Could you copy, word for word, only the lines from the one containing "# test: point to the white cycling" through the last line of the records below, both included?

:: DATASET ENTRIES ::

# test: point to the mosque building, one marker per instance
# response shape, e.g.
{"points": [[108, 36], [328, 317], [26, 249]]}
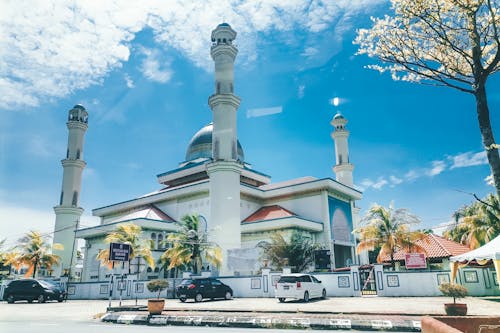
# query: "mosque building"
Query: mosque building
{"points": [[238, 206]]}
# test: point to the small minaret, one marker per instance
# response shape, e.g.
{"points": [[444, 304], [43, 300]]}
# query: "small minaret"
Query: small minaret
{"points": [[224, 171], [68, 211], [343, 168]]}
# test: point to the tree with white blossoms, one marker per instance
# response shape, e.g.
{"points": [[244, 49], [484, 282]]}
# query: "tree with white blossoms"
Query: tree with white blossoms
{"points": [[451, 43]]}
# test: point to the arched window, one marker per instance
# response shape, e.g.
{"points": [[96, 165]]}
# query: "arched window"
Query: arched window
{"points": [[153, 240], [160, 242]]}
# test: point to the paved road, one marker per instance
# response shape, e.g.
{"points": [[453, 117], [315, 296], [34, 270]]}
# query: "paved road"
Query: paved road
{"points": [[42, 327]]}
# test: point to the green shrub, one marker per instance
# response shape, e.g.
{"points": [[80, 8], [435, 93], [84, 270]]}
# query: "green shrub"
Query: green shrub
{"points": [[453, 290], [157, 286]]}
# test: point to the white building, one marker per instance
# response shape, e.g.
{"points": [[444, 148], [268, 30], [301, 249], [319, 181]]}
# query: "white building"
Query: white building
{"points": [[239, 206]]}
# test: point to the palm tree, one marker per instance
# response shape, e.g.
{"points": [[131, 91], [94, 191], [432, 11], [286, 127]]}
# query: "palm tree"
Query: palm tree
{"points": [[477, 223], [35, 251], [128, 233], [298, 253], [189, 247], [388, 230]]}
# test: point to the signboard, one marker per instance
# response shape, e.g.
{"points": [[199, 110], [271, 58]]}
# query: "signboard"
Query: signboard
{"points": [[119, 252], [415, 260]]}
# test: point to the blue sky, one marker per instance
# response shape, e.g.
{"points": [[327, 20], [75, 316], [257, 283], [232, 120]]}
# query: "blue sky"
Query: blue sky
{"points": [[144, 73]]}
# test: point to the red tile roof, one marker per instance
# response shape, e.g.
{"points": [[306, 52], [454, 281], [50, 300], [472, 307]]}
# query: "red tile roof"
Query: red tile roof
{"points": [[435, 247], [269, 213]]}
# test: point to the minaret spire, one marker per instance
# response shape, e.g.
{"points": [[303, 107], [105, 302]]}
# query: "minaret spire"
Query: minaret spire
{"points": [[343, 167], [68, 211], [225, 169]]}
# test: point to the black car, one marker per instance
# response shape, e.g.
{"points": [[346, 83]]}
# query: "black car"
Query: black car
{"points": [[31, 289], [198, 289]]}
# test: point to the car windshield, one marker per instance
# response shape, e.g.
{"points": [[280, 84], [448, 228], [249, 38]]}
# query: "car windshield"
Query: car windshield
{"points": [[47, 284]]}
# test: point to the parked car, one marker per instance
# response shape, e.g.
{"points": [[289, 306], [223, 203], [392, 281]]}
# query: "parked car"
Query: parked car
{"points": [[201, 288], [32, 289], [299, 286]]}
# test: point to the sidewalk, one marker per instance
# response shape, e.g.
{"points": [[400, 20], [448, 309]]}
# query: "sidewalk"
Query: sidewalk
{"points": [[360, 313]]}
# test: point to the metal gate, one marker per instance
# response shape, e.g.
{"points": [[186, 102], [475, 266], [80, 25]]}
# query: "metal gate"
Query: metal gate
{"points": [[367, 280]]}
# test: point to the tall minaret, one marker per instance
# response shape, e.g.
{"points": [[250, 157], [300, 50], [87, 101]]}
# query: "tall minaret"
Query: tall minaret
{"points": [[224, 171], [343, 168], [68, 211]]}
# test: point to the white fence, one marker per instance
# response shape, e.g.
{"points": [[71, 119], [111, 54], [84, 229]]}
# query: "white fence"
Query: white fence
{"points": [[479, 282]]}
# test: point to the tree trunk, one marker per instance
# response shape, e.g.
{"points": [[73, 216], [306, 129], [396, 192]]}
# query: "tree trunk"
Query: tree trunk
{"points": [[483, 116]]}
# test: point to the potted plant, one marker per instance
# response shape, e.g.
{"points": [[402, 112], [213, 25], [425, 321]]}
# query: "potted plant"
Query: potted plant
{"points": [[456, 291], [155, 306]]}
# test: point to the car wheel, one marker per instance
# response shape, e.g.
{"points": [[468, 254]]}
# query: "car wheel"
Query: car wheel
{"points": [[306, 296]]}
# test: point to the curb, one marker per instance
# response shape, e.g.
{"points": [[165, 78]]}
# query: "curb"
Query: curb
{"points": [[263, 322]]}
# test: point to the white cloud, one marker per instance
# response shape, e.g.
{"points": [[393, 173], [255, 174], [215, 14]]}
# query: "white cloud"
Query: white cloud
{"points": [[50, 48], [22, 220], [437, 168], [264, 111], [395, 180], [301, 91], [367, 183], [310, 51], [468, 159], [153, 68]]}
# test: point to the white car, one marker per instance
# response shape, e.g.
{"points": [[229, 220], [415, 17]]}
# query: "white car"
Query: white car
{"points": [[299, 286]]}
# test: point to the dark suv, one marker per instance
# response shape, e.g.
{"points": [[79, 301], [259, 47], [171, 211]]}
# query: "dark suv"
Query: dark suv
{"points": [[31, 289], [201, 288]]}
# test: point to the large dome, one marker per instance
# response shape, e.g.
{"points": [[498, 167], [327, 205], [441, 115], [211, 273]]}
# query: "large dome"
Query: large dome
{"points": [[200, 145]]}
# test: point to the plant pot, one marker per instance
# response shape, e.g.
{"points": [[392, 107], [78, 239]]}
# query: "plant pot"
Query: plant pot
{"points": [[155, 306], [455, 309]]}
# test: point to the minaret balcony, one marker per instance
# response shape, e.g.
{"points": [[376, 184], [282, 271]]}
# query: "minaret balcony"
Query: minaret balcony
{"points": [[217, 99], [76, 124], [73, 163], [340, 134]]}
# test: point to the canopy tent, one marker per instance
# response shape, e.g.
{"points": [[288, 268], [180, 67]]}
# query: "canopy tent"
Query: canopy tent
{"points": [[482, 255]]}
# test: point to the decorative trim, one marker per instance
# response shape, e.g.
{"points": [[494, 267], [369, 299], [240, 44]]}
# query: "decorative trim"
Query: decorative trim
{"points": [[355, 279], [471, 277], [71, 290], [486, 277], [103, 289], [380, 281]]}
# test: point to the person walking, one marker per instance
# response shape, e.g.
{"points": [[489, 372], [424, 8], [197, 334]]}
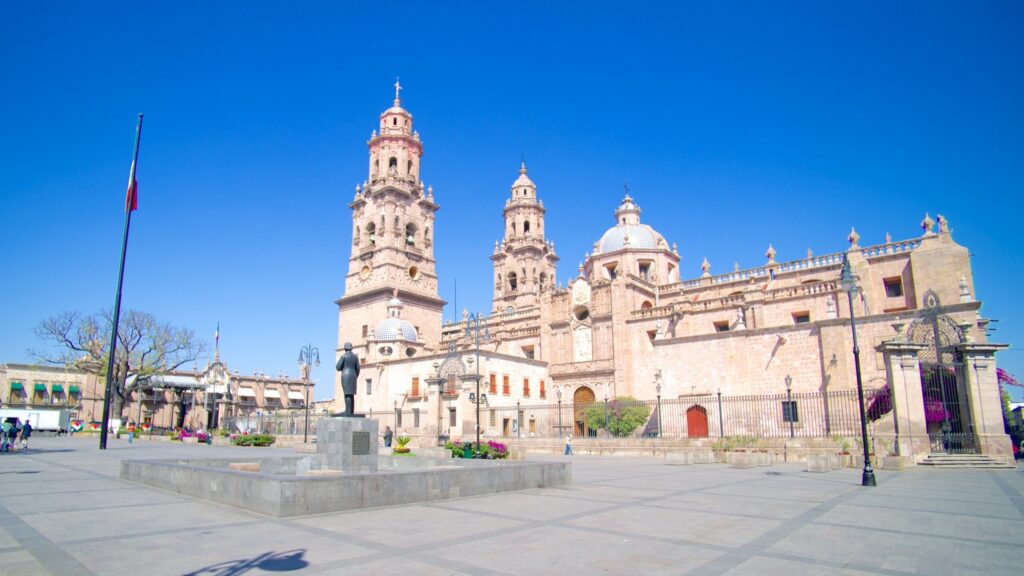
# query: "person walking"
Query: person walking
{"points": [[5, 428], [26, 434]]}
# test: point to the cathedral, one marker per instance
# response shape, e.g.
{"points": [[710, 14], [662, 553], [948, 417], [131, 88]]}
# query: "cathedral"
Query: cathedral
{"points": [[630, 325]]}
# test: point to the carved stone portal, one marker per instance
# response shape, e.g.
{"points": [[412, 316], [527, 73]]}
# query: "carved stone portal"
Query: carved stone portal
{"points": [[583, 344]]}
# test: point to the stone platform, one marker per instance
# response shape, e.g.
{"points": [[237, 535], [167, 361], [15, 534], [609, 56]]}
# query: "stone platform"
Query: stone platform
{"points": [[278, 490]]}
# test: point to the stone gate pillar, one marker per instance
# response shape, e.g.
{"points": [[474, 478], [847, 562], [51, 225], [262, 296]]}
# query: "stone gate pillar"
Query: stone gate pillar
{"points": [[903, 375], [983, 396]]}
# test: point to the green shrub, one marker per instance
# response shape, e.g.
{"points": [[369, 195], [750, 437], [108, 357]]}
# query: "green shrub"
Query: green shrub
{"points": [[625, 415], [255, 440]]}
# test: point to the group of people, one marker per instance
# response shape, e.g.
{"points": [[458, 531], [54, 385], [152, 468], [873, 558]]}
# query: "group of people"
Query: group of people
{"points": [[14, 435]]}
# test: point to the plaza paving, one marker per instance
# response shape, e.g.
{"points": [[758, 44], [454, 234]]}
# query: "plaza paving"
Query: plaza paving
{"points": [[64, 511]]}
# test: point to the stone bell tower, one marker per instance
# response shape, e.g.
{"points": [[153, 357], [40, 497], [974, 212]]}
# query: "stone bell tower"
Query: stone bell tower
{"points": [[392, 238], [524, 262]]}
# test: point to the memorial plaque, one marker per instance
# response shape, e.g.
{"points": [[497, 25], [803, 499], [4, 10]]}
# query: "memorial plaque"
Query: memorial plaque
{"points": [[360, 443]]}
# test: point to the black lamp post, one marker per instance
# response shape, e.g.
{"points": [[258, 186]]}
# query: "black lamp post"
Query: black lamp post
{"points": [[558, 393], [657, 391], [476, 330], [518, 420], [606, 408], [307, 356], [849, 285], [790, 412]]}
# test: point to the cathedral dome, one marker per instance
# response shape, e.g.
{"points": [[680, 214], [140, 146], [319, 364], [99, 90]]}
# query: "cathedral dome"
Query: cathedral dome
{"points": [[640, 236], [393, 327], [523, 179], [628, 230]]}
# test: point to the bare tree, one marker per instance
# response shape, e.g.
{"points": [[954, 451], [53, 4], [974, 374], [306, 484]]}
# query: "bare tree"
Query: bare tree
{"points": [[145, 346]]}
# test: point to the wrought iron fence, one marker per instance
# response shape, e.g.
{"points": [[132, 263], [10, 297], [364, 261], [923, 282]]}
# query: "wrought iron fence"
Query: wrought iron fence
{"points": [[292, 422], [765, 416], [781, 415]]}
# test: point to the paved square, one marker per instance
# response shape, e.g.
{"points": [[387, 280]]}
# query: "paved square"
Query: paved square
{"points": [[62, 510]]}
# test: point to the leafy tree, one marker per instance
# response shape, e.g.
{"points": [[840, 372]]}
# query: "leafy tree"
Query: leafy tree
{"points": [[145, 346], [626, 414]]}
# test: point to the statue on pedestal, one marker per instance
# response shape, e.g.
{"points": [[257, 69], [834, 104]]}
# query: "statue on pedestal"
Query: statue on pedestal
{"points": [[348, 365]]}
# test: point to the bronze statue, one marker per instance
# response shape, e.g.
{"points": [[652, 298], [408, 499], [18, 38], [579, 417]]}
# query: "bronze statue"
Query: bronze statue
{"points": [[348, 365]]}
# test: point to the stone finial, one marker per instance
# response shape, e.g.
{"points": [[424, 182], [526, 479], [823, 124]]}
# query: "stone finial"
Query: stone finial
{"points": [[965, 290], [966, 329], [898, 327], [928, 224]]}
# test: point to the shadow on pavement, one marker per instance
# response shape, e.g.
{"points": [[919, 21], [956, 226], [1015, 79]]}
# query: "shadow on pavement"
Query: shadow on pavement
{"points": [[268, 562]]}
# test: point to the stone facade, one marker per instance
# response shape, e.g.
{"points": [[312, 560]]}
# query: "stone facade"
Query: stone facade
{"points": [[630, 325]]}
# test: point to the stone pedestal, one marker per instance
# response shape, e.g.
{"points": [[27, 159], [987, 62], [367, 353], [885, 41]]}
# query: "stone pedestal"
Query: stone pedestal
{"points": [[347, 444]]}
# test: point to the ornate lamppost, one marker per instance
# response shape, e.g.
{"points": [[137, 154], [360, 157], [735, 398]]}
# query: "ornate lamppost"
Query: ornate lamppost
{"points": [[790, 412], [518, 420], [606, 408], [308, 356], [477, 330], [558, 393], [848, 282], [657, 391]]}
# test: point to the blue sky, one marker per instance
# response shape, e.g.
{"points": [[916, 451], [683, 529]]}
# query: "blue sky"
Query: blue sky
{"points": [[736, 124]]}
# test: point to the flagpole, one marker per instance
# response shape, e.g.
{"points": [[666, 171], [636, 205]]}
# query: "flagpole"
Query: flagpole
{"points": [[129, 207]]}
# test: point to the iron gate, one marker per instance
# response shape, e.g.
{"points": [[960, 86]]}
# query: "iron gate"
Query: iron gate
{"points": [[946, 412]]}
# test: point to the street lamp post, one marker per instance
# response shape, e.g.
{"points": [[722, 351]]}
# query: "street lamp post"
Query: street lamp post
{"points": [[657, 391], [477, 330], [849, 285], [606, 408], [788, 403], [518, 420], [558, 393], [307, 356]]}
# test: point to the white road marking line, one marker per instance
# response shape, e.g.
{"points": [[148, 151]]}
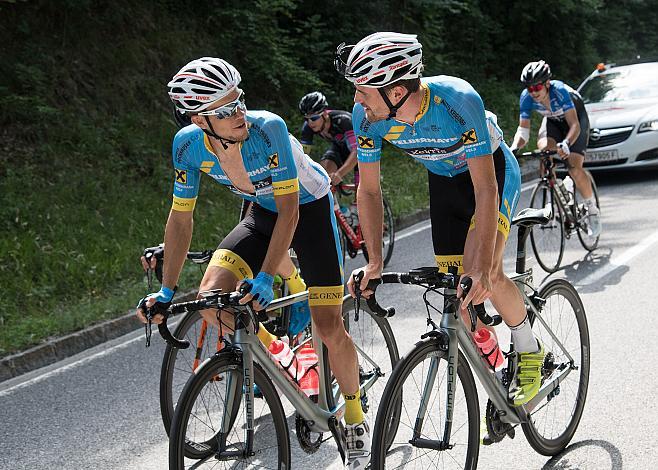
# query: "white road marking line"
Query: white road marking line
{"points": [[619, 261]]}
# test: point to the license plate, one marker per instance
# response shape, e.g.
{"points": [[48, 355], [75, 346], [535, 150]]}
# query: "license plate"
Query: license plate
{"points": [[606, 156]]}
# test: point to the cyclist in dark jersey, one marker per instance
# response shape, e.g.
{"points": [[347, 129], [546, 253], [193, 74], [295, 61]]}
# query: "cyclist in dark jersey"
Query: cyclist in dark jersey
{"points": [[565, 127], [334, 126]]}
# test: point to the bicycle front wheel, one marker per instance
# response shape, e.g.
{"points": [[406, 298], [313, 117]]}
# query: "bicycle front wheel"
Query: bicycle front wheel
{"points": [[548, 240], [420, 382], [554, 421], [204, 406], [588, 241]]}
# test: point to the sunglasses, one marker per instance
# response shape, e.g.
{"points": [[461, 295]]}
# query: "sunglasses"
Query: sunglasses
{"points": [[535, 88], [229, 109]]}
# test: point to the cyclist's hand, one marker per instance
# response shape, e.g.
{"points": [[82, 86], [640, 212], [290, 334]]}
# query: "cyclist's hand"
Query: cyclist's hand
{"points": [[369, 272], [563, 149], [259, 290], [335, 178], [480, 289], [160, 301]]}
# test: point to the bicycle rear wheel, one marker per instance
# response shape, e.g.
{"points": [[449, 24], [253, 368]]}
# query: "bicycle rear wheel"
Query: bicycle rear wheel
{"points": [[589, 242], [201, 410], [409, 384], [548, 240], [554, 421]]}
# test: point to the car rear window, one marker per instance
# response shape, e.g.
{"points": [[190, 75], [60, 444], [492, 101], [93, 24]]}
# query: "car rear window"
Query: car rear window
{"points": [[631, 83]]}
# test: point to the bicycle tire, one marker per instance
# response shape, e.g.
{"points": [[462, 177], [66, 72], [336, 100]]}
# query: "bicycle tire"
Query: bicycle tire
{"points": [[554, 227], [589, 243], [227, 365], [558, 294], [394, 392], [171, 382]]}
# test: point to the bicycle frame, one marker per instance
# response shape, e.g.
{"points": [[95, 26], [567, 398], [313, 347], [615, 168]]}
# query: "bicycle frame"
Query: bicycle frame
{"points": [[319, 417], [458, 337]]}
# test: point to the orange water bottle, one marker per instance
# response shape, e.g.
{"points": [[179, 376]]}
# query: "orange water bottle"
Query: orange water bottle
{"points": [[310, 383], [488, 346], [282, 353]]}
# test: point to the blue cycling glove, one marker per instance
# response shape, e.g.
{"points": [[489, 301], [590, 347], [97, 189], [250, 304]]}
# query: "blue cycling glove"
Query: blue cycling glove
{"points": [[261, 288], [162, 297]]}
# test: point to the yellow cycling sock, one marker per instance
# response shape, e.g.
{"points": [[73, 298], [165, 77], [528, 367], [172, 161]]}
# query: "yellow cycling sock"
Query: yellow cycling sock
{"points": [[265, 336], [353, 410], [295, 282]]}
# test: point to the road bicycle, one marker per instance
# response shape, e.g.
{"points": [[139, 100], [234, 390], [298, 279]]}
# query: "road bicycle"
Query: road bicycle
{"points": [[372, 336], [351, 236], [439, 424], [219, 419], [568, 214]]}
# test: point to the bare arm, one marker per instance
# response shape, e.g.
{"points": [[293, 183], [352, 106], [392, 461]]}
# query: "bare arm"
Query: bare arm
{"points": [[371, 217], [519, 142]]}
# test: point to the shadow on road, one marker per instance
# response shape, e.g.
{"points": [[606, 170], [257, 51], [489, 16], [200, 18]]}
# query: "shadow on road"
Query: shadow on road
{"points": [[572, 457]]}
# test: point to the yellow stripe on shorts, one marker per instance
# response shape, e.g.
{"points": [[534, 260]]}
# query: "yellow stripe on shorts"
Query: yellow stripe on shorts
{"points": [[446, 261], [228, 260]]}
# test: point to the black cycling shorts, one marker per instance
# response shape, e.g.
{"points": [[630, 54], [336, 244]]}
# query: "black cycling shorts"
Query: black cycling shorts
{"points": [[452, 208], [315, 242]]}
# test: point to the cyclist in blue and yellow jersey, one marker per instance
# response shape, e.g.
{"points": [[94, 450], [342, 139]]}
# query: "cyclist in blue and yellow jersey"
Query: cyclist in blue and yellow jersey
{"points": [[441, 122], [334, 126], [565, 127], [254, 156]]}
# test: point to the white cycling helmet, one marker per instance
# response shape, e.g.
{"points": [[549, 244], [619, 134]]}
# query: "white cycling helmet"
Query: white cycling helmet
{"points": [[380, 59], [202, 82]]}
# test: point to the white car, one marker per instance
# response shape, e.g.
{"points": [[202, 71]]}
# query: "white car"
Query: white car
{"points": [[622, 104]]}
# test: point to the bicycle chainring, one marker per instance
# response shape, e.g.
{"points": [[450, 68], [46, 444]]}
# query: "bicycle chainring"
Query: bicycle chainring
{"points": [[305, 436], [496, 429]]}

:::

* _EXERCISE SOLUTION_:
# test: point to the white cycling helmet, one marker per instance
# response shape, e.g.
{"points": [[549, 244], [619, 134]]}
# query: "white cycling helmet"
Query: white cycling helmet
{"points": [[380, 59], [202, 82]]}
# test: point to the white car, one marker per instance
# response shape, e.g.
{"points": [[202, 71]]}
# query: "white car"
Query: white car
{"points": [[622, 104]]}
# test: point to the bicycle chainring, one marker per instance
# response shape, e.g.
{"points": [[450, 68], [46, 444]]}
# query: "bicycle chainring"
Query: bicycle chainring
{"points": [[305, 436], [496, 429]]}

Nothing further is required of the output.